----- EXTRACT

Updates to our Terms of Use

We are updating our Terms of Use. Please carefully review the updated Terms before proceeding to our website.

Friday, April 19, 2024 | Back issues
Courthouse News Service Courthouse News Service

Mortgage ‘Modification’| Called RICO Fraud

MARIETTA, Ga. (CN) - A homeowner claims Wells Fargo instructed her to stop making her monthly mortgage payments to qualify for its loan modification program, then foreclosed after she followed the bank's instructions. The class action seeks damages for RICO fraud, in Cobb County Court.

Lisa Smoak Reid claims the bank "lulled [her] into inaction by offering to work out options to resolve her delinquency, but failed to provide any means to do so, and has failed to provide the plaintiff with the amount of the deficiency."

Reid says a Wells Fargo representative told her on April 1 this year "to fall behind on her mortgage payments," to qualify for assistance programs. "Defendant Wells Fargo informed plaintiff that a modification was possible, but told the plaintiff that she had to be three months behind on her payments," the complaint states.

----------

AIM 1:
Answer these questions about the mortgage article, one answer per line:
(a) In which court was the class action filed?
(b) On what date does the homeowner say a bank representative told her to fall behind on her payments?
(c) How many months behind on her payments was she told she had to be?

----- DATA TO USE

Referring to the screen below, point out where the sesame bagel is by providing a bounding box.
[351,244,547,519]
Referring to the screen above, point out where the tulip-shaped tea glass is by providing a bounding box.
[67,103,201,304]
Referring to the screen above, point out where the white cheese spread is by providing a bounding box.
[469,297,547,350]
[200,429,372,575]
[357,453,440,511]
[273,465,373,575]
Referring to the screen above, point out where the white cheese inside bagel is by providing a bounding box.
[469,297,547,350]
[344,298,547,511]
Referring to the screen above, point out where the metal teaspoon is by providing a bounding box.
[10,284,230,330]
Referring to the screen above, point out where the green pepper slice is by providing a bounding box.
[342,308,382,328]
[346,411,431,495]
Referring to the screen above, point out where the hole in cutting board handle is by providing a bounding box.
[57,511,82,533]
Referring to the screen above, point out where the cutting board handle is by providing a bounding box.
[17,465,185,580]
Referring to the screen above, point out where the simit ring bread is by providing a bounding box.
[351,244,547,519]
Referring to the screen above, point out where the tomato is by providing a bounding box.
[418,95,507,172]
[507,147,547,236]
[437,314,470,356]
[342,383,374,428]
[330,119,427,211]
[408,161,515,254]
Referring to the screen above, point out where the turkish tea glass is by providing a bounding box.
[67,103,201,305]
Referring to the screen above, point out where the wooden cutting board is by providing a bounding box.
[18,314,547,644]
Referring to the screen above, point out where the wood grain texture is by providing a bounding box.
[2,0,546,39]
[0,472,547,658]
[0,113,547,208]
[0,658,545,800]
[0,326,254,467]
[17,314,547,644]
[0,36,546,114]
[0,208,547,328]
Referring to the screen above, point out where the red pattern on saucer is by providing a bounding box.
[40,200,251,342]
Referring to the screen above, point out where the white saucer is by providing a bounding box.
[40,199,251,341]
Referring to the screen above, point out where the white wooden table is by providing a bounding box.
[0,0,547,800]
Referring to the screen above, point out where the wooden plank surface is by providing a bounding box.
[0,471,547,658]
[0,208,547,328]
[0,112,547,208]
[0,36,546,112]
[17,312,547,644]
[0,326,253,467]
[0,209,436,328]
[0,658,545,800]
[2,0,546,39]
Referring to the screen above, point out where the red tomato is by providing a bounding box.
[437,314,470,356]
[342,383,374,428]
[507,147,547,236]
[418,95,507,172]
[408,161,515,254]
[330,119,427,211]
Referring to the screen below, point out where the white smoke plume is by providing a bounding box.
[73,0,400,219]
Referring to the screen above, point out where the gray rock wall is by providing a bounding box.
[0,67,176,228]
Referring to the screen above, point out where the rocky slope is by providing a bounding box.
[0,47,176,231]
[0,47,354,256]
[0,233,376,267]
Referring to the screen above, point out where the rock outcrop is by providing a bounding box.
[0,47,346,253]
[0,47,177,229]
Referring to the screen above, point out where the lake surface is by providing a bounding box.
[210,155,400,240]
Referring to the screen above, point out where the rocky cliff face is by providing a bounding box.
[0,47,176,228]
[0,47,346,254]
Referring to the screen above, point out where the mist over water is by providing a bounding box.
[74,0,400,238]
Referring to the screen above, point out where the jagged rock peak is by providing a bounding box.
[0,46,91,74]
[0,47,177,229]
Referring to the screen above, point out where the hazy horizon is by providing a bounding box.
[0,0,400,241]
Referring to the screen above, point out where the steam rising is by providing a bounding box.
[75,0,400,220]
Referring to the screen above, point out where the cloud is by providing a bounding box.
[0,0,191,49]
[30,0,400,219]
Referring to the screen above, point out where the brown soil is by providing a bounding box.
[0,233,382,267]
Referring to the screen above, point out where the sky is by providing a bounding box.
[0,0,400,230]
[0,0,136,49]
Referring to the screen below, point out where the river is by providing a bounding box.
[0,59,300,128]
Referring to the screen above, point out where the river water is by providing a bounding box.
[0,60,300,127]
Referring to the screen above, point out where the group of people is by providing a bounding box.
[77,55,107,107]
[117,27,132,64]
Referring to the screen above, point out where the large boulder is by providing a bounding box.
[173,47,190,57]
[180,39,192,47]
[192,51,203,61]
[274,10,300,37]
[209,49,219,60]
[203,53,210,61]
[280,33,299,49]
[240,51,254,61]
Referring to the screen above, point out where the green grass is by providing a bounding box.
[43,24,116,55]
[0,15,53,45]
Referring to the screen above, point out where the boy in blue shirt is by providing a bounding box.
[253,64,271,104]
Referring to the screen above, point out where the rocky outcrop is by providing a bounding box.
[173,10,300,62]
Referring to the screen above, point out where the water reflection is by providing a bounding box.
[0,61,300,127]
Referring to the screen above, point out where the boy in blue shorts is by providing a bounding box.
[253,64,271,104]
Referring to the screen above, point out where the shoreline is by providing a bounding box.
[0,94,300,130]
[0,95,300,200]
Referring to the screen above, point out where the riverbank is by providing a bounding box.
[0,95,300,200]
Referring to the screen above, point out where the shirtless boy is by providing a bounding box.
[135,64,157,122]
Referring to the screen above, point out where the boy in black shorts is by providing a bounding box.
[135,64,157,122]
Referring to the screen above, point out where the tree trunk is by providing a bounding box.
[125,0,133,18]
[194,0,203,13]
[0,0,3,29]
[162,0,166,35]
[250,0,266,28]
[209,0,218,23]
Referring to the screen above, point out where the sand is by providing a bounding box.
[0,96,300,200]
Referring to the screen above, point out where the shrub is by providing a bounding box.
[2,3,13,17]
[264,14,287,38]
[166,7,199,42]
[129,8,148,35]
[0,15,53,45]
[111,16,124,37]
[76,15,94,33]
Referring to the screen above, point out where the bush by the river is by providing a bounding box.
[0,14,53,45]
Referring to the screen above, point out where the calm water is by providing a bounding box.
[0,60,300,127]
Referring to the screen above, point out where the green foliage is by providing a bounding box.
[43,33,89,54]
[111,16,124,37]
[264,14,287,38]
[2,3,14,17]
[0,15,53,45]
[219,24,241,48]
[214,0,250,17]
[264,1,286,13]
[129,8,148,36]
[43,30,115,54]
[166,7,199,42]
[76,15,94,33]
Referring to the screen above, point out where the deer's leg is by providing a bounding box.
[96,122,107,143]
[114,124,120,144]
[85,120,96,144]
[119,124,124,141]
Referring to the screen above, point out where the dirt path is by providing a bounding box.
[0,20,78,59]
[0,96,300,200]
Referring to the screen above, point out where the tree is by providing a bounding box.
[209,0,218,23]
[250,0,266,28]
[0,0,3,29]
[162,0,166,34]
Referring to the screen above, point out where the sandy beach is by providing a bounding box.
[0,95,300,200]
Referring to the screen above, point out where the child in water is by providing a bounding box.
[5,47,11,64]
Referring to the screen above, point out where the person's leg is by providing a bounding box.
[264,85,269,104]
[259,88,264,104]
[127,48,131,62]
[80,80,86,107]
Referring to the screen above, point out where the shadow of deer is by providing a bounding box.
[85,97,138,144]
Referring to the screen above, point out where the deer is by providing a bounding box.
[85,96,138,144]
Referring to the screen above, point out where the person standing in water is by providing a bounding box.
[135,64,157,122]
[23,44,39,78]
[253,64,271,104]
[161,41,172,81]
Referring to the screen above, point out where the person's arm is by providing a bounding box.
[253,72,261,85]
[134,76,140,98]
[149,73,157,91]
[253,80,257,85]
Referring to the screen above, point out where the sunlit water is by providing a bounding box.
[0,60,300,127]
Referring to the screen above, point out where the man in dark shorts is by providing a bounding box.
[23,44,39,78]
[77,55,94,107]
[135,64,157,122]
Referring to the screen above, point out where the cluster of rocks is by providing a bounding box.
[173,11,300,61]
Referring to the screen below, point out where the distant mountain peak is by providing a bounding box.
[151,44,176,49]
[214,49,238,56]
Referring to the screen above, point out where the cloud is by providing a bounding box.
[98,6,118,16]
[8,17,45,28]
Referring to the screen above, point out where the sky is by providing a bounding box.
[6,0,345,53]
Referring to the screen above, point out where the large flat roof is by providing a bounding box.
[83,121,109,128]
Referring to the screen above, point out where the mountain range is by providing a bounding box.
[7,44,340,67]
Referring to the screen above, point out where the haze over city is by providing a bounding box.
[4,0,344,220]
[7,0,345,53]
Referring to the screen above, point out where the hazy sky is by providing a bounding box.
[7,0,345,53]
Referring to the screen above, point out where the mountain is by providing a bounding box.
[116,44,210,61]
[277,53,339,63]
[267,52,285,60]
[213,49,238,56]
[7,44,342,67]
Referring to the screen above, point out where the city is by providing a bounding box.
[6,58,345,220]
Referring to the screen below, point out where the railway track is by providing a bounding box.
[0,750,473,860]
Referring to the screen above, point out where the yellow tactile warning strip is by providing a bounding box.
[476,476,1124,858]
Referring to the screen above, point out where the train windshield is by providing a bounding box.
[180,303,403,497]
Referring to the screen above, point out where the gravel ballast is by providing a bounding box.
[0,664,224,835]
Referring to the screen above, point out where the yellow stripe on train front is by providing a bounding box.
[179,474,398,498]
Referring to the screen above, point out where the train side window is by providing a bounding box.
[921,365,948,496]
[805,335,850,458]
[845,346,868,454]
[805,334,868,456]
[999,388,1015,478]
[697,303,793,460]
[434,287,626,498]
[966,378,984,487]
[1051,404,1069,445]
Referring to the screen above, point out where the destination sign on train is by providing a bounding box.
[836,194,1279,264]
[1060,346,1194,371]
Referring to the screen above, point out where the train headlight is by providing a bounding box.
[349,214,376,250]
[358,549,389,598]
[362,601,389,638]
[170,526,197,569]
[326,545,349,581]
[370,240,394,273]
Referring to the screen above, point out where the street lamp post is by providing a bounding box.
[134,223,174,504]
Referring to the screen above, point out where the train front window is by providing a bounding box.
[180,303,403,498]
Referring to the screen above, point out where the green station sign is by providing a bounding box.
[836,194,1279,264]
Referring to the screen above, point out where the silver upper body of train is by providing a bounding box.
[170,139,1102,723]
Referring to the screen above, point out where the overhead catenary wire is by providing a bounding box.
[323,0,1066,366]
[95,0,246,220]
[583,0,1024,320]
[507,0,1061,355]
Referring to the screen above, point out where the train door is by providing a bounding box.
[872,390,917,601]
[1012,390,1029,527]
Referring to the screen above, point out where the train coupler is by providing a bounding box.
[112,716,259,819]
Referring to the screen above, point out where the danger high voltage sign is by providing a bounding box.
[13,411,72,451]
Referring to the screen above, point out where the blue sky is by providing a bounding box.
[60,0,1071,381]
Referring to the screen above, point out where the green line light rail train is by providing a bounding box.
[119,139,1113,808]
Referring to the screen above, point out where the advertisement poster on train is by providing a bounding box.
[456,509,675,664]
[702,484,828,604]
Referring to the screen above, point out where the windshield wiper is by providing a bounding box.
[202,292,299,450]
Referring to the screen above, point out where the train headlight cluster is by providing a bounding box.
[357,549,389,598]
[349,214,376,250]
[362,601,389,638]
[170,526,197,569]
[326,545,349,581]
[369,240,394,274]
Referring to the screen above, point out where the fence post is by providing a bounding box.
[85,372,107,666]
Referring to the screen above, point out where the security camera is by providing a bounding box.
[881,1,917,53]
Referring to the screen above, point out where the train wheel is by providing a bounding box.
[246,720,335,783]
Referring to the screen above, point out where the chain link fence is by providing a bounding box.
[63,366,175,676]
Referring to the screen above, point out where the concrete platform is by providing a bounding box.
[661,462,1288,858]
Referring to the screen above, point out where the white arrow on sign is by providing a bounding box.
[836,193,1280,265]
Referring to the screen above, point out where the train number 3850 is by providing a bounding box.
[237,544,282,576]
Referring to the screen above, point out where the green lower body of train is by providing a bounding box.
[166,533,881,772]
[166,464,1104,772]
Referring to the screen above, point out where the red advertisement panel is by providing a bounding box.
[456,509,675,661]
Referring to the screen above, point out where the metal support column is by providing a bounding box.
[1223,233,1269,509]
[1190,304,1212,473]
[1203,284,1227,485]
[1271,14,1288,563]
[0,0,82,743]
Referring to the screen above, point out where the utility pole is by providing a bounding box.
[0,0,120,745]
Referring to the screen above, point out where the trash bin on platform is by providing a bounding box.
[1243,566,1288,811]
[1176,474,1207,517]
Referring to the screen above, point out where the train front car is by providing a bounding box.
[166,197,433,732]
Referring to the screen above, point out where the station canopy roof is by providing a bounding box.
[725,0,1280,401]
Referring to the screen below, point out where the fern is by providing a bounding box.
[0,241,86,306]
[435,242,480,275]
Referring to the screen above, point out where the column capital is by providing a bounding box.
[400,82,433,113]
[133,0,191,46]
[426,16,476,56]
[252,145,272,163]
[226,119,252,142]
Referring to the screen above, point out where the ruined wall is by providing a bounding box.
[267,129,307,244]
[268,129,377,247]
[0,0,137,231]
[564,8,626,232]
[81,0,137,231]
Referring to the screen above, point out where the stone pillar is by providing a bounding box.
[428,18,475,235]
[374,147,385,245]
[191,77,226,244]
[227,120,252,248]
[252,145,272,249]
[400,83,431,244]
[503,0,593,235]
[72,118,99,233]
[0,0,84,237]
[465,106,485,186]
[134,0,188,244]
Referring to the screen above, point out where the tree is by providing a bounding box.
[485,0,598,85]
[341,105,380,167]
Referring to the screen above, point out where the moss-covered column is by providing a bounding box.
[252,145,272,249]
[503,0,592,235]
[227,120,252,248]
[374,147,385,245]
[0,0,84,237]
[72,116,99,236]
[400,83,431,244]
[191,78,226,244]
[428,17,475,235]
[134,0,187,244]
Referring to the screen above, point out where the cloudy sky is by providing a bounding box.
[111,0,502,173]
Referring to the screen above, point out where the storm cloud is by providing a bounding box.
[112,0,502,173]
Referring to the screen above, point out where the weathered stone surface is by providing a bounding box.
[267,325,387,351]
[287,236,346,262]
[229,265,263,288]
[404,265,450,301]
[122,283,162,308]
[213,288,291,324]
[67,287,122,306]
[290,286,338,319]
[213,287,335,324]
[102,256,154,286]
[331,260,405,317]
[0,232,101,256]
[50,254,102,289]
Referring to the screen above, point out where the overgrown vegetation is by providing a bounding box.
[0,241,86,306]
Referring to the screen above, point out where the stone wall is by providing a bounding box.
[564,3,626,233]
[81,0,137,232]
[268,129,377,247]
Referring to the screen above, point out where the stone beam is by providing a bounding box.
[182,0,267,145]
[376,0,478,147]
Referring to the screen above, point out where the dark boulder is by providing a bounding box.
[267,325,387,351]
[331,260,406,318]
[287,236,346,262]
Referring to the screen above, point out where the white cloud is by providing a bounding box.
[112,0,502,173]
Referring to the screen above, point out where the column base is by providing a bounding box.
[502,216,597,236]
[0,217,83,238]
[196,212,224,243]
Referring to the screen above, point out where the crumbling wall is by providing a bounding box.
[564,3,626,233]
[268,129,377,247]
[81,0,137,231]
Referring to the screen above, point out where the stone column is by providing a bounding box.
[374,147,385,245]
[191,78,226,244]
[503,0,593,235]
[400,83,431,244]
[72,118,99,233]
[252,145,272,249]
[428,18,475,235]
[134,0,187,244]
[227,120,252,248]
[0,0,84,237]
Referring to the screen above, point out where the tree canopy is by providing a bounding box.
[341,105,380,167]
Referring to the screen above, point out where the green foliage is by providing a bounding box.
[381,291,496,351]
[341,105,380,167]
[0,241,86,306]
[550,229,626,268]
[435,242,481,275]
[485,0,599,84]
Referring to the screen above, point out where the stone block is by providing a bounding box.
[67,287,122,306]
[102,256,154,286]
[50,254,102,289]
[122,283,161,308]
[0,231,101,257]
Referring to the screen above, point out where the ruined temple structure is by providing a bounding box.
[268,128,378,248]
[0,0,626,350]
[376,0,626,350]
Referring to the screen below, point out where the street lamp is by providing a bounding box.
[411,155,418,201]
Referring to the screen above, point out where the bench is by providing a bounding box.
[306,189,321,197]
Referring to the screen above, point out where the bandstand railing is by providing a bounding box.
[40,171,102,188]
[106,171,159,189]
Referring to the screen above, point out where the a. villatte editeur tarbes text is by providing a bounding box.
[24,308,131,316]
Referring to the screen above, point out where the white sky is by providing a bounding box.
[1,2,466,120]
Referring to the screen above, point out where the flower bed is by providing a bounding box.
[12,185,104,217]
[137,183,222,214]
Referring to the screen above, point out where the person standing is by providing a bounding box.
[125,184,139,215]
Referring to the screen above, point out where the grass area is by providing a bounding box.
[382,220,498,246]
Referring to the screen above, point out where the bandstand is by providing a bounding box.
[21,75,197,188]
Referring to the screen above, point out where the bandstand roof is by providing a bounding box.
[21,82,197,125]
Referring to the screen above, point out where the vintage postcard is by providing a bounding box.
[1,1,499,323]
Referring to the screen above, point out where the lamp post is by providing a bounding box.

----------

AIM 2: Convert the rows from the line containing "Referring to the screen below, point out where the railway" to the line containing "[170,139,1102,723]", both included, into a JSON list of strings with one string per line and no blank lines.

TASK RESPONSE 1:
(a) Cobb County Court
(b) April 1
(c) Three months

TASK RESPONSE 2:
[
  "Referring to the screen below, point out where the railway track is by providing a bounding box.",
  "[0,750,473,860]",
  "Referring to the screen above, point out where the yellow tactile warning strip is by providing a bounding box.",
  "[476,476,1124,858]",
  "Referring to the screen above, point out where the train windshield is by providing a bounding box.",
  "[180,303,403,497]",
  "Referring to the screen above, point out where the gravel ballast is by providing a bounding box.",
  "[0,664,224,835]",
  "Referring to the screen above, point out where the yellow stripe on train front is by providing a bounding box.",
  "[179,474,398,498]",
  "Referring to the screen above, point out where the train side window is by providing a bounding box.",
  "[921,365,948,496]",
  "[805,335,850,458]",
  "[845,346,868,454]",
  "[805,334,868,456]",
  "[999,388,1015,478]",
  "[697,303,793,460]",
  "[434,287,626,498]",
  "[966,378,984,487]",
  "[1051,404,1069,445]",
  "Referring to the screen above, point out where the destination sign on train is by providing a bounding box.",
  "[836,194,1279,264]",
  "[1060,346,1194,371]",
  "Referring to the screen above, point out where the train headlight is by providing a bounding box.",
  "[349,214,376,250]",
  "[358,549,389,598]",
  "[362,601,389,638]",
  "[170,526,197,569]",
  "[326,545,349,581]",
  "[370,240,394,273]",
  "Referring to the screen above, point out where the street lamp post is by providing a bounding box.",
  "[134,223,174,504]",
  "Referring to the screen above, point out where the train front window is by providing a bounding box.",
  "[180,303,403,498]",
  "Referring to the screen above, point out where the green station sign is by providing a bounding box.",
  "[836,194,1279,264]",
  "Referring to the screen above, point out where the silver upper body of train is by providing a bounding box.",
  "[170,139,1102,723]"
]